[Supplied data — start]

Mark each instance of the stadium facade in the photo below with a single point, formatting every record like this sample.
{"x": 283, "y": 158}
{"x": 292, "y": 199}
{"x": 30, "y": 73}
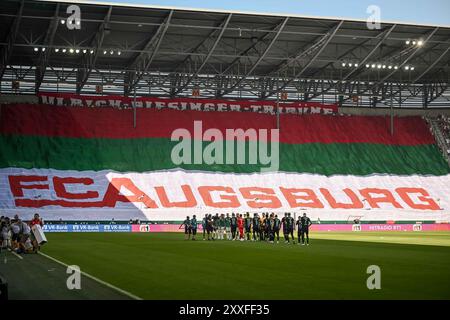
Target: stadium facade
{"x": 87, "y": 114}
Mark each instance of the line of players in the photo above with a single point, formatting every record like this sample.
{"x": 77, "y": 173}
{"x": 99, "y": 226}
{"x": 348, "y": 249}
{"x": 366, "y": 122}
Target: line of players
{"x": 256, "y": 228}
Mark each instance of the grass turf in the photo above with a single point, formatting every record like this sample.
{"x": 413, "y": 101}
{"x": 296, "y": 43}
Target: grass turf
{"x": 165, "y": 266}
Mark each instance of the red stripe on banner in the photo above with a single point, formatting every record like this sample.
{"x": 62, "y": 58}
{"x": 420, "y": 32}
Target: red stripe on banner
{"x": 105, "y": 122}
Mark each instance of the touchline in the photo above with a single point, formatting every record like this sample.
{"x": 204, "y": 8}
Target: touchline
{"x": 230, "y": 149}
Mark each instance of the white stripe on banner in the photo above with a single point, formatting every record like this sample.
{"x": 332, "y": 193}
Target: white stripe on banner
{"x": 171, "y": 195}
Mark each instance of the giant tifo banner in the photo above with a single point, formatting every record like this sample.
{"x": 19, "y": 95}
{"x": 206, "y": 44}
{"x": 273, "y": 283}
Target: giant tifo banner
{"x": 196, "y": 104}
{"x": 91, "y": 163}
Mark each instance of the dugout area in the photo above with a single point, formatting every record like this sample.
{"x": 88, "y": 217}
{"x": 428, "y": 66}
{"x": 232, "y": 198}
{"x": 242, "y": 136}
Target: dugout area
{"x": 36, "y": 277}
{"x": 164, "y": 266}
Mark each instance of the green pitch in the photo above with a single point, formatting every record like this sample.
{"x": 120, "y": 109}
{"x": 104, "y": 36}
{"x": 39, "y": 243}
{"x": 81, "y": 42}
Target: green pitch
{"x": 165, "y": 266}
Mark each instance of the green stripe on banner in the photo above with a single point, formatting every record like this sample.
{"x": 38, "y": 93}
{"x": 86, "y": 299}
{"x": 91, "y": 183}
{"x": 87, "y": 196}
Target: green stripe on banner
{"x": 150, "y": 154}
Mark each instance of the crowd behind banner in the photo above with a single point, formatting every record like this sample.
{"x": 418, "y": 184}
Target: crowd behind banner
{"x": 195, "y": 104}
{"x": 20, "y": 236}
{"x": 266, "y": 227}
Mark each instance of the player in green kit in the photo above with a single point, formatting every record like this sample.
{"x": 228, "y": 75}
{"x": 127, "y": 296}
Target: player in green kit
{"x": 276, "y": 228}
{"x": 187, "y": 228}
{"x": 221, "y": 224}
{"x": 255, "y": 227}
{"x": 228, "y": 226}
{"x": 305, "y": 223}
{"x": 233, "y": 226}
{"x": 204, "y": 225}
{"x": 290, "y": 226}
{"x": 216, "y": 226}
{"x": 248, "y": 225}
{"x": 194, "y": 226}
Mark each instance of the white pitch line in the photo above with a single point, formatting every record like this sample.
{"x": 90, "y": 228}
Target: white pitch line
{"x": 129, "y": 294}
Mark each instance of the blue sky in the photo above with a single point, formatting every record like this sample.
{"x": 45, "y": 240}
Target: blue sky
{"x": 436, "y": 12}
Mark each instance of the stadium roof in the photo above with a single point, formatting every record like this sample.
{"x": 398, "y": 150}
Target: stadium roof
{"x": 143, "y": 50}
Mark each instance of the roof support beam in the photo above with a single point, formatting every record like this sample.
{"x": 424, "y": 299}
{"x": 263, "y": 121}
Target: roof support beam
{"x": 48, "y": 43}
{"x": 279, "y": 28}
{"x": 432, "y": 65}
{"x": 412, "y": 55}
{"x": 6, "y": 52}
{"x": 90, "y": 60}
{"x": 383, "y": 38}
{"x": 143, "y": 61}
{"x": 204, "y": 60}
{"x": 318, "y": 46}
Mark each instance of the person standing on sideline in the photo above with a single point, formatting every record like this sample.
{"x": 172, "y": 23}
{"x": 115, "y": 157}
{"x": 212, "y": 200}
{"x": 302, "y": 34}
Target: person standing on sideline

[Supplied data — finish]

Exercise objective
Return every line of the entries above that the string "standing" appears in.

Problem solution
Mark each instance of the person standing on sideline in the photo above with a single point, formatting every record like this sample.
Target: person standing on sideline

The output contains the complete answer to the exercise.